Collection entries
■ ■ ■ ■ ■ ■ ■

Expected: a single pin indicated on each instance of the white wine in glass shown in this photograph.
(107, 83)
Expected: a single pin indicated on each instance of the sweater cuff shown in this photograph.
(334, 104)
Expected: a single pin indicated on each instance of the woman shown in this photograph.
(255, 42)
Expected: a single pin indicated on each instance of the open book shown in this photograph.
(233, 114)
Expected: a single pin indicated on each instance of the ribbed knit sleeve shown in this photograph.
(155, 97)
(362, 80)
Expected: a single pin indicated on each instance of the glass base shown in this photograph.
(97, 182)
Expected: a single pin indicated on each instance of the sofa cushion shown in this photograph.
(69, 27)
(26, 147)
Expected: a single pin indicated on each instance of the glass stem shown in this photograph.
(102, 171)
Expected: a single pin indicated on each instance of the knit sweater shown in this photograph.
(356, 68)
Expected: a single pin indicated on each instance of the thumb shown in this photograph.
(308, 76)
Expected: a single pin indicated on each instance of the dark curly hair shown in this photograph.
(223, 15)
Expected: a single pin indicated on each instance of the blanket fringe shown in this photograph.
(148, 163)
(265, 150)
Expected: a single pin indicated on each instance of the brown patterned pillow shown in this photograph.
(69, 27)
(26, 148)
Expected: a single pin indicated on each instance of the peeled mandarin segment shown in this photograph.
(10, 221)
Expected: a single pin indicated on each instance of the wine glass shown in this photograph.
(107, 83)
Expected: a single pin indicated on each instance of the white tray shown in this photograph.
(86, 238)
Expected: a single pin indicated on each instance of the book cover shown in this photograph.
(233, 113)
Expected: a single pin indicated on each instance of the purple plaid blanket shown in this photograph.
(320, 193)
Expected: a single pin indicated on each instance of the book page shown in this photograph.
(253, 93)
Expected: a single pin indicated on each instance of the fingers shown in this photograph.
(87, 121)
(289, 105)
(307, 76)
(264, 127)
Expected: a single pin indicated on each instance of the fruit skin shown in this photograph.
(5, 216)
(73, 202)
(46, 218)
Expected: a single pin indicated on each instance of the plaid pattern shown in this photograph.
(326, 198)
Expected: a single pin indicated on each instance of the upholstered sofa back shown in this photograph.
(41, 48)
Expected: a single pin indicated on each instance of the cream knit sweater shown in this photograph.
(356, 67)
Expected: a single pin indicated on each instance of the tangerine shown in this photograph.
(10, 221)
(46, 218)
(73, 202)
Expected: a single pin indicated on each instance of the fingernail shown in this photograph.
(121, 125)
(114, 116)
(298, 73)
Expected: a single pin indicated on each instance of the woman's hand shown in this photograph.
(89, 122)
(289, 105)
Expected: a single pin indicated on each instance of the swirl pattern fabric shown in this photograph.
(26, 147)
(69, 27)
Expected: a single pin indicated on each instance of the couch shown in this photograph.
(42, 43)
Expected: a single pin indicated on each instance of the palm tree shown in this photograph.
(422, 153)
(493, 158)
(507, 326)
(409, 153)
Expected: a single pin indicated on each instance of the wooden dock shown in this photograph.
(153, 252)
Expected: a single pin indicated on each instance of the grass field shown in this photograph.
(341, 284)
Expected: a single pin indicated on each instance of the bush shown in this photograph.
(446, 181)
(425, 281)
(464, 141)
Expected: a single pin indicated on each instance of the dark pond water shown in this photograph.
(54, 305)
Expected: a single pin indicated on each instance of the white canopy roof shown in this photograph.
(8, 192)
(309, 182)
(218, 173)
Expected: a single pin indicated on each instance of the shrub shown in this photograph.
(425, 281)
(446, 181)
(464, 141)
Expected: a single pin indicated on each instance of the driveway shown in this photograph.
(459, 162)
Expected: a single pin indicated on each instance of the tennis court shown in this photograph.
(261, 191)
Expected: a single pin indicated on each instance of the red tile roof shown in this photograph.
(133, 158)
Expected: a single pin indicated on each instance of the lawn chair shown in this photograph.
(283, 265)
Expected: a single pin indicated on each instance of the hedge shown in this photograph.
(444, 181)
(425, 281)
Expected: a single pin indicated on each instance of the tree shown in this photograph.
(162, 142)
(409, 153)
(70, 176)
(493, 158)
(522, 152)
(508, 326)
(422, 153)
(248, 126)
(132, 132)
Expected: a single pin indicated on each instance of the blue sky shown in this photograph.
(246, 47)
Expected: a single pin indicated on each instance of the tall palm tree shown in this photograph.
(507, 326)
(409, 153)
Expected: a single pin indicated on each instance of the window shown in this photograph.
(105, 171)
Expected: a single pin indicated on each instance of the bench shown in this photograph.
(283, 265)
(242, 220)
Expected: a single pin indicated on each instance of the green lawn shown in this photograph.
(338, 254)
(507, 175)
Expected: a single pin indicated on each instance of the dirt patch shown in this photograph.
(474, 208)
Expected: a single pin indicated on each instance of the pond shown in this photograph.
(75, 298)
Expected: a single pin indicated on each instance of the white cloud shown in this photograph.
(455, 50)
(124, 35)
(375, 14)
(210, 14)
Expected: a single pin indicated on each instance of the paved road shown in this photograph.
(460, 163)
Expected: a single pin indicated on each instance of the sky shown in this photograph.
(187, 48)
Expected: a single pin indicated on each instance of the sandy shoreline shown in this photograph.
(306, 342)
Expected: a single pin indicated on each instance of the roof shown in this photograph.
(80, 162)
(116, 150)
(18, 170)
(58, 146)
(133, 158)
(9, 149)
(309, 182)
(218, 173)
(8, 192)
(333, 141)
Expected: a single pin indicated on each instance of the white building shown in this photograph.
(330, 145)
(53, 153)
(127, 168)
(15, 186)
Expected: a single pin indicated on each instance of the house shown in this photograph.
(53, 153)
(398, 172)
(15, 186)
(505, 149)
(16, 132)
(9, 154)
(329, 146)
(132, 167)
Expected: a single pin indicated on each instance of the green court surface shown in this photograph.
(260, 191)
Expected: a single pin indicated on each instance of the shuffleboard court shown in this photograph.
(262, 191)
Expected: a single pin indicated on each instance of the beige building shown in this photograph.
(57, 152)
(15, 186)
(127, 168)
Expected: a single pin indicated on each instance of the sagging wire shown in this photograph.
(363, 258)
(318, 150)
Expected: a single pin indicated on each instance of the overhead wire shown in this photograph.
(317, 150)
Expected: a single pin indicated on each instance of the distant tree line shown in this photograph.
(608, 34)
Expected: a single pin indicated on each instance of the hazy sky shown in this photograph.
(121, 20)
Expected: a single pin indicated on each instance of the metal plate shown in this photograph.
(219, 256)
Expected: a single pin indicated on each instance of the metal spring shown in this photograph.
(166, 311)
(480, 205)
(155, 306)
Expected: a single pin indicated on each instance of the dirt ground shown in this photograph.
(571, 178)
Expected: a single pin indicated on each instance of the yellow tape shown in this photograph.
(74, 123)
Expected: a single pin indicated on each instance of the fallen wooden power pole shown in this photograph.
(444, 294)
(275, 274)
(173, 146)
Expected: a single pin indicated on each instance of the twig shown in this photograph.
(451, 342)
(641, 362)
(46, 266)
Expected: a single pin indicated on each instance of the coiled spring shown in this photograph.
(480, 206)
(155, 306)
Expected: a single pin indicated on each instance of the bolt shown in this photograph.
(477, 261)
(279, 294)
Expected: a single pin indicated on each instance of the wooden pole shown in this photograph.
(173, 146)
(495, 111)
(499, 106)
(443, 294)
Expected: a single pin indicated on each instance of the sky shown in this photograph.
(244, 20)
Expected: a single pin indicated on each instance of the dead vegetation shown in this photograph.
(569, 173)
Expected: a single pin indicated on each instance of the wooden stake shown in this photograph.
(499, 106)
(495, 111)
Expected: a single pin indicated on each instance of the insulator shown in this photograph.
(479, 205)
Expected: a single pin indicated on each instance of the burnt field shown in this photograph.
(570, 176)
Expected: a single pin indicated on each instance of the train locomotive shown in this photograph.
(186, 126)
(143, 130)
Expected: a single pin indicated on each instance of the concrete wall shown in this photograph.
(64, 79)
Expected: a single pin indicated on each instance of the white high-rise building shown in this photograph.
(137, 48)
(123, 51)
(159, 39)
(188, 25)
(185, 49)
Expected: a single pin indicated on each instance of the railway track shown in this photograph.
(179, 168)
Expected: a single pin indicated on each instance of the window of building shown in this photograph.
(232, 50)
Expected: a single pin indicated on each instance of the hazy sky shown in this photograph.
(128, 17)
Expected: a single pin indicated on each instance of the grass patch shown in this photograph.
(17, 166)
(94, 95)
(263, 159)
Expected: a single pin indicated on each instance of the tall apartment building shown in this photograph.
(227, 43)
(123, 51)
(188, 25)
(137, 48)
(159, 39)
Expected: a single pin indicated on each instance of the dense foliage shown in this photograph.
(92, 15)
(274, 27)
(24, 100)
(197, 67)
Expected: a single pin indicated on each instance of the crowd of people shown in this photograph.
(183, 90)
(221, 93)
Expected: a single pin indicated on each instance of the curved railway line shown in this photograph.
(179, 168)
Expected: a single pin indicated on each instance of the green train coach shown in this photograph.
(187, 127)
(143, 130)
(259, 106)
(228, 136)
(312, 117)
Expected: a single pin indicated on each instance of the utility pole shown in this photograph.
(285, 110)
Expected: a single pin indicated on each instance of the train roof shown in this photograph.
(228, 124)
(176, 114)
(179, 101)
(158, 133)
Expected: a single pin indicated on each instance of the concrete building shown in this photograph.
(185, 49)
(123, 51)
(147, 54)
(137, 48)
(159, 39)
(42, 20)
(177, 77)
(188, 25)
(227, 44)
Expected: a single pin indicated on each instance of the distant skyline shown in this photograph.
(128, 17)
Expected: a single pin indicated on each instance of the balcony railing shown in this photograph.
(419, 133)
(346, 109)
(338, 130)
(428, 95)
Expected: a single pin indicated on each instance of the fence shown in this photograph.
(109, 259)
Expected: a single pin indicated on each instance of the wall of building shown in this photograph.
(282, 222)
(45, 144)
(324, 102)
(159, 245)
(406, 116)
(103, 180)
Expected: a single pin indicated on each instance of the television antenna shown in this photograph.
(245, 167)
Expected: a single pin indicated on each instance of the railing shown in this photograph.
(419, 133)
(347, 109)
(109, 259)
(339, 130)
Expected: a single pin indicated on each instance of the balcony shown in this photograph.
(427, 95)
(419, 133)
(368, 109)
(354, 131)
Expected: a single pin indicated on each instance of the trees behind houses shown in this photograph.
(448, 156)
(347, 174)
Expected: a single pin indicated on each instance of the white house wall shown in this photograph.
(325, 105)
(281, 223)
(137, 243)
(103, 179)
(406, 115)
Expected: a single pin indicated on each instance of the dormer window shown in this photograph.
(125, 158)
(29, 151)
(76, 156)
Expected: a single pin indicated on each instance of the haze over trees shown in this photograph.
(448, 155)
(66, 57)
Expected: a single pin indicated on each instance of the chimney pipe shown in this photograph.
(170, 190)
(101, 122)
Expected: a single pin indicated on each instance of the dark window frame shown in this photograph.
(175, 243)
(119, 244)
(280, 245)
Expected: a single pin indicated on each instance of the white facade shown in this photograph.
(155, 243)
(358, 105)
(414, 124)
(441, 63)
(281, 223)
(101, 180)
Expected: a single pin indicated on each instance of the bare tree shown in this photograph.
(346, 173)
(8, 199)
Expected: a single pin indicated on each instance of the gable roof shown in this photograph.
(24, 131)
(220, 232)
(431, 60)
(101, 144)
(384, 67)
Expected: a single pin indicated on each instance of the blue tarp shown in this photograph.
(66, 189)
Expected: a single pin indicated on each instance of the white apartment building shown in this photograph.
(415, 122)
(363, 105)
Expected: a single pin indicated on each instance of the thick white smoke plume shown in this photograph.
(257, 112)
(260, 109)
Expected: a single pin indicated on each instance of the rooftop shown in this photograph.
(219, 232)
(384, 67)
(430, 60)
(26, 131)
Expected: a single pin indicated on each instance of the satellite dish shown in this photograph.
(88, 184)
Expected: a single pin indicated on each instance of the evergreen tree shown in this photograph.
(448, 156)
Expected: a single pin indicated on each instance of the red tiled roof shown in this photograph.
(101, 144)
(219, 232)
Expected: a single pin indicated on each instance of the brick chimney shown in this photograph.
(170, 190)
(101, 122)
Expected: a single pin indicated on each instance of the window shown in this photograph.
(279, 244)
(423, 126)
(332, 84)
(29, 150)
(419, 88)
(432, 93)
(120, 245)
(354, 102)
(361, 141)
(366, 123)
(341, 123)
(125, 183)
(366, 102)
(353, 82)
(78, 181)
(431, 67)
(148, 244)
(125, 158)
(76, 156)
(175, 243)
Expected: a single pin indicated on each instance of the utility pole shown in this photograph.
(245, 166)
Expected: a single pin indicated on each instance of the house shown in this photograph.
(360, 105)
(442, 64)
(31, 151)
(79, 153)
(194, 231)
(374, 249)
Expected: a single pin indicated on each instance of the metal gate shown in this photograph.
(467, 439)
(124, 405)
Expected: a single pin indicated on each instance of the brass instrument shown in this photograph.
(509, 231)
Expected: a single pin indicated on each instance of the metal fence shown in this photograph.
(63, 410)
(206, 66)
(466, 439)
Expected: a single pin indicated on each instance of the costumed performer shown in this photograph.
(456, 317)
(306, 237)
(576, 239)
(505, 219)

■ ■ ■ ■ ■ ■ ■

## Given instruction
In the records above, return only the line that contains "gate shown in this photograph." and every line after it through the last, exactly as they appear.

## Answer to this problem
Expected: a single pin indicated on each instance of the metal gate shown in this photograph.
(467, 439)
(124, 405)
Expected: a single pin indicated on each instance of the brass instrument shown in this photograph.
(509, 231)
Expected: a single pin indicated on each instance of the metal fence shown in this photograph.
(63, 410)
(206, 66)
(466, 439)
Expected: a single pin indicated on each instance of the costumed performer shown in this photograph.
(456, 317)
(306, 237)
(576, 239)
(505, 219)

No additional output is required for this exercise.